- _WHAT IS NEEDED_: Go to the line holding "Shelf-audit tagging: for every instance of the alpaca's nose" in the entries below and write out exactly every line down to and including the line holding "Shelf-audit tagging: for every instance of the dark".

- _DATA TO USE_:
****
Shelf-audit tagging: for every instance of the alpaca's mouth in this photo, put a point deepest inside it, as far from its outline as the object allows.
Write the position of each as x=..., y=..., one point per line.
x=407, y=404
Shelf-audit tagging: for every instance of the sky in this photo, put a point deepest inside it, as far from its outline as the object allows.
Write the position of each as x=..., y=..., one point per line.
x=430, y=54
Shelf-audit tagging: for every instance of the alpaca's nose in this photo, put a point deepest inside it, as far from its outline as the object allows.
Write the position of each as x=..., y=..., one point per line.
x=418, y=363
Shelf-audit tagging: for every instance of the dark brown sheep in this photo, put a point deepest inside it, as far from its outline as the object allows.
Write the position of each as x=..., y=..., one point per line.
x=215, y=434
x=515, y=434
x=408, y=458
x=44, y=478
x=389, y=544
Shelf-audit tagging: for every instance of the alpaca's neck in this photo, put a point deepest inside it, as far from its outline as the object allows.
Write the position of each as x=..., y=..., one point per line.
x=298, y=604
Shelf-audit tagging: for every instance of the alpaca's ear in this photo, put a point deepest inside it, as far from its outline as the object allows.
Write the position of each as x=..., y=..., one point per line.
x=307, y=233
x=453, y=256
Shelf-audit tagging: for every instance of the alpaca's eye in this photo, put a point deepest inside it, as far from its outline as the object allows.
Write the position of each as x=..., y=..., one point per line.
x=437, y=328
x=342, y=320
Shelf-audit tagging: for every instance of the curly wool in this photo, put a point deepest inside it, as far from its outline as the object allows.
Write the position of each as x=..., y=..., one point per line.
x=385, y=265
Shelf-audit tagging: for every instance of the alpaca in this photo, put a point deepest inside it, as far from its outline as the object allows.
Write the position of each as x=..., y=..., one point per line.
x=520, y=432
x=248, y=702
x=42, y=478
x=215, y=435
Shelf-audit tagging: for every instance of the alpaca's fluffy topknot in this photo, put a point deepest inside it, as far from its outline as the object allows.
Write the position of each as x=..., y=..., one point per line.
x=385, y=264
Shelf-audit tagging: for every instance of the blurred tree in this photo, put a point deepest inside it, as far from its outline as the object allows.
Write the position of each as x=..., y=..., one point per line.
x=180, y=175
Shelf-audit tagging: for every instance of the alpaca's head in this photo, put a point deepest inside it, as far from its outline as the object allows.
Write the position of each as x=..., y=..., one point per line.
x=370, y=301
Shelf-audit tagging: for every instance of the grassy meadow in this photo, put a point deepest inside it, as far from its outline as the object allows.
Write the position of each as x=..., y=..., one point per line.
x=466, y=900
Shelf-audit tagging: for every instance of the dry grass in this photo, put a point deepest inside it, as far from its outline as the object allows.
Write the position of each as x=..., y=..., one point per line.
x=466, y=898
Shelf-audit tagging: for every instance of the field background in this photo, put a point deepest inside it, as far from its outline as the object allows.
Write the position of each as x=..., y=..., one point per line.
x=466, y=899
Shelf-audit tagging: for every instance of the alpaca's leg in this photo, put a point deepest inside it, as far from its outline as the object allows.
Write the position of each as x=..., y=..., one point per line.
****
- _ANSWER TO THE PROBLEM_:
Shelf-audit tagging: for every instance of the alpaca's nose in this photo, put a point deepest inside it, as far from its outline as the object allows.
Write the position of each as x=..., y=..., one point per line.
x=418, y=363
Shelf-audit tagging: for every instance of the dark brown sheep in this photo, put a point deepest inside it, as far from its outline as the object allows.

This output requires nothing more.